#### [SHORT PROBLEM A]
Write out every web address found in the mailing list post below about the proposed precision element.

#### [TEXT BLOCK]
· · ·
[tei-council] Feature request 1933198: 'precision'

Thu Apr 9 09:37:43 EDT 2009

A detailed response from Tim.

---------- Forwarded message ----------
Date: Thu, 09 Apr 2009 10:48:47 +0800
From: Tim Finney <tjf2n at virginia.edu>
To: David Sewell <dsewell at virginia.edu>
Cc: Markus Flatscher <markus.flatscher at gmail.com>
Subject: Re: More on dates, contd. (David: low priority)

David,

Thanks for telling me about this.

The proposal looks good but has a few rough edges.

Here is the proposal:

---

(1) Creation of a new element, <precision/> (empty element);

(2) element inherits global attributes and those from att.dimensions
(@min, @max, @atLeast, @atMost are the essential ones);

(3) Create a new attribute class (“att.qualifier” vel sim.) with the
attributes @degree, @locus, @target (currently defined ad hoc for
<certainty/>;

(4) define new attribute @stdDeviation for <precision/>, with datatype
numeric.

---

Here's what I think:

(1) is OK.

(2) Isn't @atLeast the same as @min and @atMost the same as @max? In my
view it is essential to have @assertedValue (or, better, @mostLikely) as
well so that you can give what you think is the most probable value
within an interval.

I would add @circa too, which can be used in place of @min and @max when
someone is encoding what has been given as an approximate quantity with
no mention of the range (i.e. interval) of possible values. I don't
think that @circa and @mostLikely are interchangable, but could live
with just @mostLikely.

See here for definitions of confidence interval and confidence level.
The most probable value is often but not always the central value within
the range defined by the interval:

http://www.stat.yale.edu/Courses/1997-98/101/confint.htm

You might also take a look at the section called "Confidence interval
for the simple matching distance" in chapter three of this:

http://alpha.reltech.org/tfinney/ATV/book/index.html

In humanities, our assertions are rarely based on a statistical
analysis. However, a person often has a reasonable idea of the upper and
lower limits of probable values and an idea of the most likely value
within the interval defined by these limits.

(3) OK, but I would prefer to use @conf (for confidence) rather than
@degree seeing that "confidence" is the conventional term in this
context. I would not be unhappy with @cert, but think that @conf is
better.

I think that the guidelines should give some guidance about what to use
for @conf in different situations. If you really do know what the
confidence level is then you could give it, e.g. 95%. (This necessarily
implies that you have done a statistical analysis.) If you haven't done
an analysis then you need to use forensic categories instead (e.g.
beyond reasonable doubt, more probable than not, doubtful). I believe
that in these circumstances, the encoder should not create an illusion
by plucking a percentage (or probability) out of the air but should
instead use categories (e.g. high, medium, low) which correspond to
notional ranges of confidence (e.g. > 95%, >50%, >5%). See my essay for
a slightly deeper treatment:

http://alpha.reltech.org/tfinney/uncertainty/uncertainty.html

The forensic categories (high, medium, low) also need to include
"unknown" for cases when the confidence level is unknown (e.g. a circa
date).
· · ·
#### [INFORMATION GIVEN]

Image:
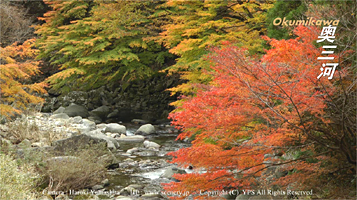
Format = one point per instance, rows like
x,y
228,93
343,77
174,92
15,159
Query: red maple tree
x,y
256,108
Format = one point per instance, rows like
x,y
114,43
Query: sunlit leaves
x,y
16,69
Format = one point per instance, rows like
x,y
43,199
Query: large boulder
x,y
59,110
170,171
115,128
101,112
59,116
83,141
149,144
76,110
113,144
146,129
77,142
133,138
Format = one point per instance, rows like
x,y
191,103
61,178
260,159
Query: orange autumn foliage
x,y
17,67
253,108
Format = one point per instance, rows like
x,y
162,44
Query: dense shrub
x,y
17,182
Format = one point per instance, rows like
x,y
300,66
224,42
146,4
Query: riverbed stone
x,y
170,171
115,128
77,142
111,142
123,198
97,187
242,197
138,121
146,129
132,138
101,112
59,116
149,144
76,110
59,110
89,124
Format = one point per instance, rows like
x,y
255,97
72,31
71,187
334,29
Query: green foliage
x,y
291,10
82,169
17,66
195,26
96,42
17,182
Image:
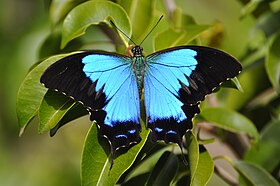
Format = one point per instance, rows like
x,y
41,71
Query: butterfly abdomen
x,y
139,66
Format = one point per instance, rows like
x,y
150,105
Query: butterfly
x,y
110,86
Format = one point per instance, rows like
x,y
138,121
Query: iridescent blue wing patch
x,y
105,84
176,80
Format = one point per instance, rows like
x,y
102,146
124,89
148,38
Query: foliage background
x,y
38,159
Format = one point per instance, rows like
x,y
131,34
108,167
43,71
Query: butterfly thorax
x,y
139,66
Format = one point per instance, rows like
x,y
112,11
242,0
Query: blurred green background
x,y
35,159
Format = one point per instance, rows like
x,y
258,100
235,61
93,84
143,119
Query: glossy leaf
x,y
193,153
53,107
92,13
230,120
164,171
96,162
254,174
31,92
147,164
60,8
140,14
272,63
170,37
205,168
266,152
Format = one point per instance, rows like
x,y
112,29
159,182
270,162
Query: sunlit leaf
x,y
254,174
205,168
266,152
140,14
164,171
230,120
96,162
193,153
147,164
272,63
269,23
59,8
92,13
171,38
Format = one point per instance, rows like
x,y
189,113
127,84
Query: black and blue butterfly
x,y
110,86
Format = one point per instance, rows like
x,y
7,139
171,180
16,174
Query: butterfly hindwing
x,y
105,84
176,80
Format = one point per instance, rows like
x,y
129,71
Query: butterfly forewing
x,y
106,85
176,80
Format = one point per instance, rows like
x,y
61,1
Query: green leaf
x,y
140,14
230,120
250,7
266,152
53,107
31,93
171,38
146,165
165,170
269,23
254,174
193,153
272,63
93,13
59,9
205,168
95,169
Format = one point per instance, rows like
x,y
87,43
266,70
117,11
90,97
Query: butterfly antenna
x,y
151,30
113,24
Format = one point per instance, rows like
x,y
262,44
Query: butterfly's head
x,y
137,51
· · ·
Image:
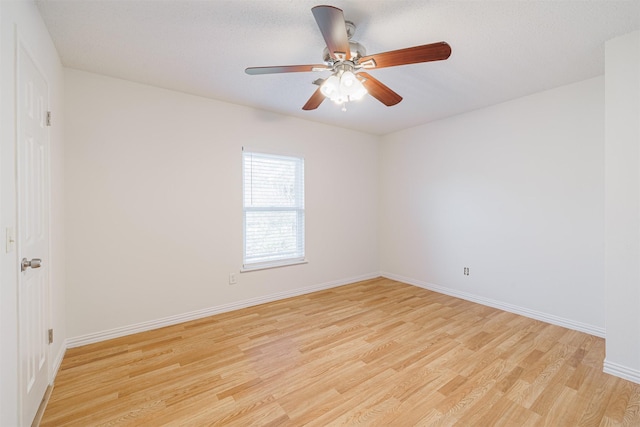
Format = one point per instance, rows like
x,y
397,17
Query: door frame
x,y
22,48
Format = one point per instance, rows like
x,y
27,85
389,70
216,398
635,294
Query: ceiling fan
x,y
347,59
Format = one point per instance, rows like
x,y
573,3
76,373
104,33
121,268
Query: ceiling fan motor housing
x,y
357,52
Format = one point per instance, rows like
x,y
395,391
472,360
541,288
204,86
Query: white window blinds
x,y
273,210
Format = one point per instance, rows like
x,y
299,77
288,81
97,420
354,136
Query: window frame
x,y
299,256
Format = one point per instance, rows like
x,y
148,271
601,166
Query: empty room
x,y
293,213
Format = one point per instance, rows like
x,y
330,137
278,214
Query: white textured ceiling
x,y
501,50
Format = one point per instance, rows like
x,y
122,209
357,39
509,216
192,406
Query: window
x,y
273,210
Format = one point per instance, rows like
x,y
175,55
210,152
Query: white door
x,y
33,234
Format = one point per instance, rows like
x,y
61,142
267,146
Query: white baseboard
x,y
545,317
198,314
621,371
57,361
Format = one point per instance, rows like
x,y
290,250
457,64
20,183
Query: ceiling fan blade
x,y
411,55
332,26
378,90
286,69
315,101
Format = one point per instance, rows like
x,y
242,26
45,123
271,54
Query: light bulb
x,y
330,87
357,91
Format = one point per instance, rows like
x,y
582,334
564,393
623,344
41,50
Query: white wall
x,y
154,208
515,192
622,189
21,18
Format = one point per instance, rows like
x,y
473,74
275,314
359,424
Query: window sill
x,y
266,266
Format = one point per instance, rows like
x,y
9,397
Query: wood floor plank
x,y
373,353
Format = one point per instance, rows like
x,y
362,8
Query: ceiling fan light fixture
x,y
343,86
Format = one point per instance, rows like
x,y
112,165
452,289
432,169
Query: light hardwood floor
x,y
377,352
· · ·
#### [SHORT PROBLEM B]
How many lines in the entries above contain the word "foliage"? Give only the number.

#### [TASK SOLUTION A]
http://www.stat.yale.edu/Courses/1997-98/101/confint.htm
http://alpha.reltech.org/tfinney/ATV/book/index.html
http://alpha.reltech.org/tfinney/uncertainty/uncertainty.html

#### [TASK SOLUTION B]
3